● **YOUR INSTRUCTIONS**
State how many lines in the entries below contain the string "sign", with case counting, and reply with only that number.
++++++++
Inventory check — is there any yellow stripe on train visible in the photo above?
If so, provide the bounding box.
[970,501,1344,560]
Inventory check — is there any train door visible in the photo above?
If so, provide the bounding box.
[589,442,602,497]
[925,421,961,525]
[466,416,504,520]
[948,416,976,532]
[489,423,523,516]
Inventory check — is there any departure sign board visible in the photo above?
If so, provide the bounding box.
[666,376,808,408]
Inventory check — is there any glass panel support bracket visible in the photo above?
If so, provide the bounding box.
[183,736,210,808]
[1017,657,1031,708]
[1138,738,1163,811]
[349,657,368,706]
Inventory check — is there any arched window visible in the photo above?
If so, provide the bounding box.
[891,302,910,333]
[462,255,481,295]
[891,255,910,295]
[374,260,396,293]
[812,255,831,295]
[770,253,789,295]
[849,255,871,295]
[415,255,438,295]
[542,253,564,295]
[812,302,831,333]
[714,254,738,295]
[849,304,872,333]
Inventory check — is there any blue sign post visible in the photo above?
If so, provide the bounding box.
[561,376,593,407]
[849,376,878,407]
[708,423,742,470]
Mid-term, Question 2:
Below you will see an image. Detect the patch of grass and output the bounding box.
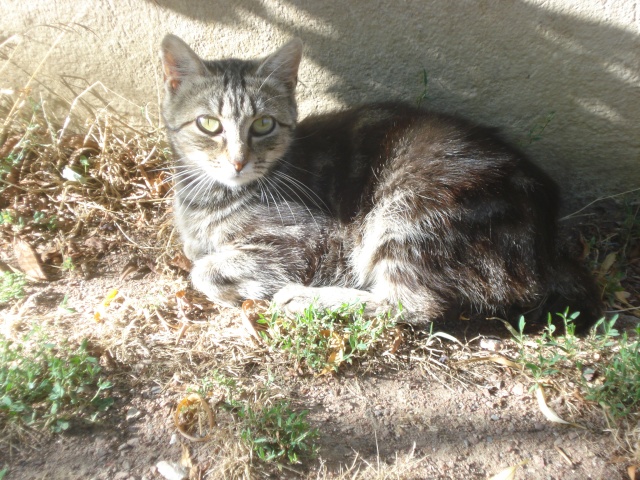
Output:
[0,329,113,432]
[190,370,319,465]
[586,318,640,419]
[510,310,640,420]
[233,400,319,463]
[0,272,27,305]
[259,304,396,374]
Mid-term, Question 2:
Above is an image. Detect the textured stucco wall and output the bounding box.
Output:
[0,0,640,208]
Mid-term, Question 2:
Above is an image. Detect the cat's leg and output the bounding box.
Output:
[273,284,394,317]
[350,189,458,325]
[191,247,296,306]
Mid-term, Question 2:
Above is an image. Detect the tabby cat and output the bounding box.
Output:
[161,35,600,327]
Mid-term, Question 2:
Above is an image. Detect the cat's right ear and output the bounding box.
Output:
[160,34,206,93]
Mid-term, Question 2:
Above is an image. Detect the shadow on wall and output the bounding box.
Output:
[153,0,640,202]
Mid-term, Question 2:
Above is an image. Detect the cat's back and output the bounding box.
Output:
[291,103,558,221]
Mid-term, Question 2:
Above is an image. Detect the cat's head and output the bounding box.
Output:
[161,35,302,188]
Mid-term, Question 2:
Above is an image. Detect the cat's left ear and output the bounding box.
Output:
[258,38,302,91]
[160,34,206,93]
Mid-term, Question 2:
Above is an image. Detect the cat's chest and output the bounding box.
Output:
[175,201,258,260]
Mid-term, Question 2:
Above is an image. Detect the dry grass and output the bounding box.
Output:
[0,25,640,480]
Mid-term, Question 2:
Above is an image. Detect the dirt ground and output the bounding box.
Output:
[0,251,634,480]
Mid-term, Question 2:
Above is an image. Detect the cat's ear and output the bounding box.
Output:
[258,38,302,90]
[160,34,206,93]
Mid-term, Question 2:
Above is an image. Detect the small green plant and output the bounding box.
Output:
[259,304,396,373]
[585,316,640,419]
[235,401,319,463]
[196,370,319,464]
[60,257,76,272]
[0,329,113,432]
[0,272,27,305]
[509,310,640,419]
[0,210,15,225]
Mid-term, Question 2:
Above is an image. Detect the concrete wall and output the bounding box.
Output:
[0,0,640,209]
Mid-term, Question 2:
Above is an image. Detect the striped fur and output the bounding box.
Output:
[162,35,600,332]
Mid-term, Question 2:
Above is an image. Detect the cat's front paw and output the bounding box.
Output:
[273,284,392,317]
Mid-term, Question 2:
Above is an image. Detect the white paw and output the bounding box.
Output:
[273,284,391,317]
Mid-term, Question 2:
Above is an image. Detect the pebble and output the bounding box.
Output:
++++++++
● **EXERCISE RESULT**
2